**Problem statement**
This exercise calls for printing every record exactly once more.
** Opening The data block **
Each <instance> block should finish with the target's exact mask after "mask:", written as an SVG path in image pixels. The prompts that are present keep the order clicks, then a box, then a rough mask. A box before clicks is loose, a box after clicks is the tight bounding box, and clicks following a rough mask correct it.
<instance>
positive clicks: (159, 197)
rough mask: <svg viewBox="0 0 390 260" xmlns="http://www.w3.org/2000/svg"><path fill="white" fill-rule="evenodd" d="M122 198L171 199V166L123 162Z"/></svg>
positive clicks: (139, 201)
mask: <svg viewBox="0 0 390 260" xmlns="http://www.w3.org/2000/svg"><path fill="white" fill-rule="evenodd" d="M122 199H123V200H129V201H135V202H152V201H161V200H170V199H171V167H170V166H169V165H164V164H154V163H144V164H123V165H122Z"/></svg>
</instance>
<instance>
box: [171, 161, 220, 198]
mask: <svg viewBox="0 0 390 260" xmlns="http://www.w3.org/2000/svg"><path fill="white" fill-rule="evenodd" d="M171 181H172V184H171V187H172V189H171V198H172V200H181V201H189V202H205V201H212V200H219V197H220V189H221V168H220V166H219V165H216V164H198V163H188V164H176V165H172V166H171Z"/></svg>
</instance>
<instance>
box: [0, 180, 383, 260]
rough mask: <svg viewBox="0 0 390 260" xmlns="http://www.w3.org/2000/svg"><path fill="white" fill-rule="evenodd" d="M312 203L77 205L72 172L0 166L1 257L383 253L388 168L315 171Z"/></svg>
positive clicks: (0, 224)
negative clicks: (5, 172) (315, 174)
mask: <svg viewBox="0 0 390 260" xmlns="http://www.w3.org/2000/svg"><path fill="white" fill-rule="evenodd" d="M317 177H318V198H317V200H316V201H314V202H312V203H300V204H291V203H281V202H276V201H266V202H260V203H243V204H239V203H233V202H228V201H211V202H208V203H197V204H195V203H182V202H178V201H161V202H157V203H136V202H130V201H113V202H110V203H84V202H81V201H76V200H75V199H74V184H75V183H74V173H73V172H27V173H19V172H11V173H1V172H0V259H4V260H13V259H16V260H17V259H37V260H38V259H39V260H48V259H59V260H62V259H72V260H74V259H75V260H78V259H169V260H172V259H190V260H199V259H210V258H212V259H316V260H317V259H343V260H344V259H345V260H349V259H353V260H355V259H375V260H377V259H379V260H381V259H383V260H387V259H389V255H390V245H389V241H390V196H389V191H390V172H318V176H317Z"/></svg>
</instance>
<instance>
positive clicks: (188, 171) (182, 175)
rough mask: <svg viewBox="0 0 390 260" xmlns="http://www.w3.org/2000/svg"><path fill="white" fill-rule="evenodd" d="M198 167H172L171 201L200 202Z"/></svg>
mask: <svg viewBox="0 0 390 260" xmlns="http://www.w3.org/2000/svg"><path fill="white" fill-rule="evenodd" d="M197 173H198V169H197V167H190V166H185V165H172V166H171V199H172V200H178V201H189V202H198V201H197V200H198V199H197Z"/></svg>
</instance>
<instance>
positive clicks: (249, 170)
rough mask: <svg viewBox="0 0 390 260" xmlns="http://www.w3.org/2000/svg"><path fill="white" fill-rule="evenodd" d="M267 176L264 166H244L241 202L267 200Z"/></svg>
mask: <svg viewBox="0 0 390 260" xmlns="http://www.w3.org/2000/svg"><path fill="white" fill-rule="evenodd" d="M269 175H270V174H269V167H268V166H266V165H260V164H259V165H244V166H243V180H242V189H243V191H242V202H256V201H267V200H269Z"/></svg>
** Closing The data block **
**Solution to this problem**
Each <instance> block should finish with the target's exact mask after "mask:", written as an SVG path in image pixels. The prompts that are present keep the order clicks, then a box, then a rough mask. A box before clicks is loose, a box after clicks is the tight bounding box, and clicks following a rough mask correct it.
<instance>
positive clicks: (159, 197)
rough mask: <svg viewBox="0 0 390 260" xmlns="http://www.w3.org/2000/svg"><path fill="white" fill-rule="evenodd" d="M122 198L171 199V166L123 162Z"/></svg>
positive clicks: (139, 201)
mask: <svg viewBox="0 0 390 260" xmlns="http://www.w3.org/2000/svg"><path fill="white" fill-rule="evenodd" d="M122 199H123V200H129V201H135V202H152V201H161V200H170V199H171V167H170V166H169V165H164V164H154V163H144V164H123V165H122Z"/></svg>
</instance>
<instance>
box: [171, 161, 220, 198]
mask: <svg viewBox="0 0 390 260" xmlns="http://www.w3.org/2000/svg"><path fill="white" fill-rule="evenodd" d="M171 181H172V184H171V187H172V189H171V198H172V200H181V201H189V202H205V201H212V200H219V197H220V189H221V168H220V166H219V165H216V164H198V163H188V164H176V165H172V166H171Z"/></svg>
</instance>
<instance>
box: [0, 180, 383, 260]
rough mask: <svg viewBox="0 0 390 260" xmlns="http://www.w3.org/2000/svg"><path fill="white" fill-rule="evenodd" d="M312 203L77 205L72 172L0 166L1 257L383 253L388 168L315 171Z"/></svg>
positive clicks: (0, 224)
negative clicks: (5, 172) (315, 174)
mask: <svg viewBox="0 0 390 260" xmlns="http://www.w3.org/2000/svg"><path fill="white" fill-rule="evenodd" d="M317 177H318V198H317V200H316V201H314V202H312V203H300V204H291V203H281V202H276V201H266V202H260V203H243V204H239V203H233V202H228V201H211V202H208V203H197V204H195V203H182V202H178V201H161V202H157V203H136V202H130V201H113V202H110V203H84V202H81V201H76V200H75V199H74V184H75V183H74V173H73V172H27V173H19V172H11V173H1V172H0V259H4V260H13V259H16V260H17V259H37V260H38V259H39V260H48V259H59V260H62V259H72V260H74V259H75V260H78V259H169V260H172V259H190V260H199V259H210V258H212V259H316V260H317V259H343V260H344V259H345V260H349V259H353V260H355V259H375V260H377V259H379V260H381V259H383V260H387V259H389V255H390V245H389V241H390V196H389V191H390V172H318V176H317Z"/></svg>
</instance>
<instance>
positive clicks: (188, 171) (182, 175)
rough mask: <svg viewBox="0 0 390 260" xmlns="http://www.w3.org/2000/svg"><path fill="white" fill-rule="evenodd" d="M198 167H172L171 201L200 202Z"/></svg>
mask: <svg viewBox="0 0 390 260" xmlns="http://www.w3.org/2000/svg"><path fill="white" fill-rule="evenodd" d="M197 173H198V169H197V167H190V166H185V165H172V166H171V199H172V200H178V201H189V202H198V201H197V200H198V199H197Z"/></svg>
</instance>
<instance>
positive clicks: (249, 170)
rough mask: <svg viewBox="0 0 390 260" xmlns="http://www.w3.org/2000/svg"><path fill="white" fill-rule="evenodd" d="M267 176L264 166H244L241 202L267 200Z"/></svg>
mask: <svg viewBox="0 0 390 260" xmlns="http://www.w3.org/2000/svg"><path fill="white" fill-rule="evenodd" d="M269 175H270V174H269V167H268V166H266V165H260V164H259V165H244V166H243V180H242V189H243V191H242V202H256V201H267V200H269Z"/></svg>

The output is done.